Prompt – Search the data for the word "separated". Reproduce every line where it is found.

Source data –
———

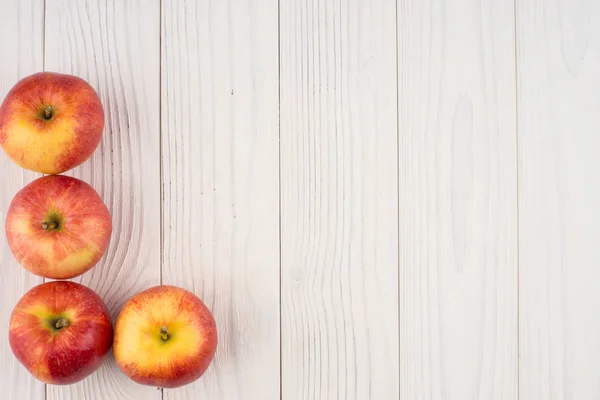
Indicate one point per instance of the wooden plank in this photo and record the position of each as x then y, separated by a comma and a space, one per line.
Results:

———

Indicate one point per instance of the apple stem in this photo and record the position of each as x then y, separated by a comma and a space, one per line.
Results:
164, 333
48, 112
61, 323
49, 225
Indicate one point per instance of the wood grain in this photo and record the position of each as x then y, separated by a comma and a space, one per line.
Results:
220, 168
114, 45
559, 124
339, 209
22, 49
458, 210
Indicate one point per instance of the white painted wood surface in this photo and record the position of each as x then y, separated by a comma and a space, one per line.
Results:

———

Exercise answer –
Indicate one point per instance of the wooden plank in this photo and record the position of each as x then y, separated by a comma and a space, one per line.
Indicate one point per instance of the apple stem in this photo and record the position of each as x then y, separated by a comma and a space, one per line.
Indicate one point per instance of the wood grain in this photo and record the position of each as x then y, separated by a comma and a space, one per line.
Indicate one point per instance of the white painted wood surface in this photo and record the position of each as x then y, separated by a comma and a space, one per line.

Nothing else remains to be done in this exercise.